*Tasks to carry out*
**1)** Summarize the course outline for ATH 214 in two sentences.
**2)** Write the next part of the ATH 214 course outline, picking up after its final sentence.

====== Given text ======

CCOG for ATH 214 Winter 2022
- Course Number:
- ATH 214
- Course Title:
- Environment, Animals, and Culture
- Credit Hours:
- Lecture Hours:
- Lecture/Lab Hours:
- Lab Hours:
Addendum to Course Description
The course examines the relationship between animals humans and their environment. Topics such as cultural adaptation, sustainability and the equitable use of resources will be considered. Students should read and write at a basic college level.
Intended Outcomes for the course
Upon completion of the course students should be able to:
- Compare values and beliefs related to animal symbolism and food taboos from an anthropological perspective.
- Describe how cultural values impact animal and human interactions in different societies.
- Discuss systems of power and social justice issues related to colonialism, cultural adaptation, sustainability and the equitable use of resources from an anthropological perspective.
- Discuss basic concepts related to culture, ecology, animal biology and adaptation.
Social Inquiry and Analysis
Students completing an associate degree at Portland Community College will be able to apply methods of inquiry and analysis to examine social contexts and the diversity of human thought and experience.

====== Records ======

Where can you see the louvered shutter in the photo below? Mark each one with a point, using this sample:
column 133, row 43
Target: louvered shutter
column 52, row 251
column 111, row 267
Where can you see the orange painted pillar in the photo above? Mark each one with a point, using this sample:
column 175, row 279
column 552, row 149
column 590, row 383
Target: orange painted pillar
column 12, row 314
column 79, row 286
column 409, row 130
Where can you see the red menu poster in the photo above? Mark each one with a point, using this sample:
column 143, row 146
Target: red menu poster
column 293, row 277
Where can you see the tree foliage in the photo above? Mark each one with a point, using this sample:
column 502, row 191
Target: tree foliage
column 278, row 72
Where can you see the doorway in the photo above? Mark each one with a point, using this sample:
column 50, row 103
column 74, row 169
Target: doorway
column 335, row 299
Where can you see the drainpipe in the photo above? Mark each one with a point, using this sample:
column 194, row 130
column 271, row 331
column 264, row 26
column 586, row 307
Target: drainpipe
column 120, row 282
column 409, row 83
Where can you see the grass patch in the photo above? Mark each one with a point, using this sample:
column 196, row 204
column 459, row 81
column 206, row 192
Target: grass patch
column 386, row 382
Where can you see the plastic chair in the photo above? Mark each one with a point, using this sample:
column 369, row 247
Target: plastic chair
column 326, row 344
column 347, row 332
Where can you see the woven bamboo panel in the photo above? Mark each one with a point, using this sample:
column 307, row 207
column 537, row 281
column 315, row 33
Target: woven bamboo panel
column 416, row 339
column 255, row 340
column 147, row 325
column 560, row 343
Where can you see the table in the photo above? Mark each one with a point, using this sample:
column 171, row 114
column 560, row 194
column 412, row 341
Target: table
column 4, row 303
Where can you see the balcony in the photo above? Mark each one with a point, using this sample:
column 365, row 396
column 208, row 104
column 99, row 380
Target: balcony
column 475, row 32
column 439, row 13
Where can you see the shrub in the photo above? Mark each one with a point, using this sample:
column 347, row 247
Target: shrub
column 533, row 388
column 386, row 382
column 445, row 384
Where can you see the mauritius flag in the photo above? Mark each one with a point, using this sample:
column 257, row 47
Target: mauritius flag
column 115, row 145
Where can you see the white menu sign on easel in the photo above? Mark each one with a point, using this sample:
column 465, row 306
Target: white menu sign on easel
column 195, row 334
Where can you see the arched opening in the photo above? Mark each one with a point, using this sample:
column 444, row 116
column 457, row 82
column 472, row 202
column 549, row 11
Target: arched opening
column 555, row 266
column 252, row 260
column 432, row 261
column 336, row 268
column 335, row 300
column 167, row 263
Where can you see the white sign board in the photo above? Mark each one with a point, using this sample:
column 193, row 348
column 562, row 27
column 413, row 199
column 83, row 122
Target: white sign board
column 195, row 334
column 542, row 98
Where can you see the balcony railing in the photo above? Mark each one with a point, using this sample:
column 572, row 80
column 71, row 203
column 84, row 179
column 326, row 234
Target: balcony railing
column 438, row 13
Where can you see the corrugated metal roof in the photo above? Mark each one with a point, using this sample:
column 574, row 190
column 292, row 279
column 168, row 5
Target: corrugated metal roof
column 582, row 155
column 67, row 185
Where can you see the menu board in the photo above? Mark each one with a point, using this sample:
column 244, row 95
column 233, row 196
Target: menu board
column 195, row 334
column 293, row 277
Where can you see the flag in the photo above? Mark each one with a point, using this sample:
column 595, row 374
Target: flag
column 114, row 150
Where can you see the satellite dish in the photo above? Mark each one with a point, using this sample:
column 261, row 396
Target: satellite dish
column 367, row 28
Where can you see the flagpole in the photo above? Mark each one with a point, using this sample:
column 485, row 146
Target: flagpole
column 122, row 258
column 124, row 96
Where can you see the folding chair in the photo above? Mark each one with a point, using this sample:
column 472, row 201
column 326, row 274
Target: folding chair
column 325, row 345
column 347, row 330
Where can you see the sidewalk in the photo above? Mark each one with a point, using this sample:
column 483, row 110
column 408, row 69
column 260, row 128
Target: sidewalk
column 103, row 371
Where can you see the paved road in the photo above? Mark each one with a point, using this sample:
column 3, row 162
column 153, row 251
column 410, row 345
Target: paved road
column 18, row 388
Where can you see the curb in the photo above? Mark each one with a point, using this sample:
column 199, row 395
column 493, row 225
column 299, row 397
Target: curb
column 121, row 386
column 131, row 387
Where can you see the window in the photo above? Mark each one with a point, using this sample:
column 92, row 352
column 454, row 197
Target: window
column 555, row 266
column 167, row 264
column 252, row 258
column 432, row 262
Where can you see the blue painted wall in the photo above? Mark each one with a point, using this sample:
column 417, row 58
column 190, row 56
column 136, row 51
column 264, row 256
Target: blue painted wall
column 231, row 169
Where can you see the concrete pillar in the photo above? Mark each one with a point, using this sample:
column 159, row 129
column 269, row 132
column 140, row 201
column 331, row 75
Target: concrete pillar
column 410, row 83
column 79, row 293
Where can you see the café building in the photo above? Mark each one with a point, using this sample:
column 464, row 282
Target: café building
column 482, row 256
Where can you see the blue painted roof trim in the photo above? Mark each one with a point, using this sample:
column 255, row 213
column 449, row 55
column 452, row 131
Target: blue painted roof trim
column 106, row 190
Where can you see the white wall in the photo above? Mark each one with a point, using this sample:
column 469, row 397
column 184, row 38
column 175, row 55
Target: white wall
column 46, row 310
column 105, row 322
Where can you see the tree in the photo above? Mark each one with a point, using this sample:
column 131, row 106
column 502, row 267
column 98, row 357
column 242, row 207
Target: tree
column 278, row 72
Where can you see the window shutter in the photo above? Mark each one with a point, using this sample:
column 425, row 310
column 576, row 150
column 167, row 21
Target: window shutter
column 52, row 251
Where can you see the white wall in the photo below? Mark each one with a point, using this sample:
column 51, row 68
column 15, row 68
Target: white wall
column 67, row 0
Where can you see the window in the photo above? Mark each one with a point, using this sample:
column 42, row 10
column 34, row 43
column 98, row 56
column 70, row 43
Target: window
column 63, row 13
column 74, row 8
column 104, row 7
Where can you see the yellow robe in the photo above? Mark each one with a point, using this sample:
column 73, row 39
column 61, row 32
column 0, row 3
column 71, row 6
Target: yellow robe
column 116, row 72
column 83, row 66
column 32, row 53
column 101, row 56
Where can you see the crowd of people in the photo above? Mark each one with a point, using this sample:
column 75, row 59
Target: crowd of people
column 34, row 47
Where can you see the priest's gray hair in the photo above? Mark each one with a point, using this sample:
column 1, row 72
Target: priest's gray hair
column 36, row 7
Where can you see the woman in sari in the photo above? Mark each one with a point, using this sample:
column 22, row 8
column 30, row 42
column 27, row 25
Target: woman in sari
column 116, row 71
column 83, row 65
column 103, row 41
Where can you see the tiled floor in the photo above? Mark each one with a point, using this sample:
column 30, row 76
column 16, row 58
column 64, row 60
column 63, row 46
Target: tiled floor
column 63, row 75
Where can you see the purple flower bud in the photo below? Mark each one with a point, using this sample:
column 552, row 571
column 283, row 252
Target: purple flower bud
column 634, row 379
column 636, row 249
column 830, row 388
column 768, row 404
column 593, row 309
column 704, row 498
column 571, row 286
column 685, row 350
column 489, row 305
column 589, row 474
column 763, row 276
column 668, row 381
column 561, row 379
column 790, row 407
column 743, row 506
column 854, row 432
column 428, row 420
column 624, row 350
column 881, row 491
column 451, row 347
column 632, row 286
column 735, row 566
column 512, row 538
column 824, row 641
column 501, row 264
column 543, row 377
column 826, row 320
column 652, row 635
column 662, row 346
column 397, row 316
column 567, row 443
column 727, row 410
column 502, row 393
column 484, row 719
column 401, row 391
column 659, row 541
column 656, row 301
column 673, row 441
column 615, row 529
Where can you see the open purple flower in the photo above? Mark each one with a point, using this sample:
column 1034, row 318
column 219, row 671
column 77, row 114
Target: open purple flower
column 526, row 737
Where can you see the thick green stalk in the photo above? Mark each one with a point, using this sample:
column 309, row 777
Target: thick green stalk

======

*Answers*
**1)** ATH 214, Environment, Animals, and Culture, examines the relationship between animals, humans, and their environment, considering topics such as cultural adaptation, sustainability, and the equitable use of resources. Students who complete it should be able to compare beliefs about animal symbolism and food taboos, describe how cultural values shape animal and human interactions, discuss power and social justice issues, and discuss basic concepts of culture, ecology, animal biology, and adaptation.

**2)**
General education philosophy statement
Philosophy Statement This course complements information covered in introductory anthropology classes and focuses on the interactions of animals, people and the environment. The different ways humans adapt to their environment through culture is examined. Class topics include animal symbolism, food taboos, power structures and social justice issues related to food, sustainability and the equitable distribution of resources. Students taking this course will develop critical thinking and analytical skills by comparing different kinds of human and animal interactions and their impact on the environment. They will also gain experience in intellectual problem solving by analyzing issues related to sustainability and cultural adaptation. Another important aspect of the course is the comparative study of the cultural meaning of animal symbolism and food taboos. Students will examine the origins and functions of food taboos and analyze how traditional knowledge and perspectives about animals and the environment are expressed in ideology, social customs or economic patterns of different cultures. Students will also examine ethical issues related to the treatment or consumption of animal for food and develop more environmental awareness and appreciation for the diversity of human thought and experience.
To apply the knowledge gained in the class to help resolve both enduring and contemporary problems in the world with particular attention to the linkage between animals, humans and the environment.
Course Activities and Design
Course Activities may include any of the following:
- class exercises
- guest speakers
- field trips
Outcome Assessment Strategies
Assessment strategies may include any of the following:
- class discussions
- midterm and final exams
- small-group exercises
- field exercises
- student presentations
Course Content (Themes, Concepts, Issues and Skills)
- Animal and human interactions
- Cultural adaptation to the environment
- Food taboos
- Animal symbolism
- Cultural Adaptation
- equitable use of resources
- effect of population growth
- biocides and pollutants
- animal experimentation
- environmental destruction
Competencies and Skills:
students should read and write at the college level.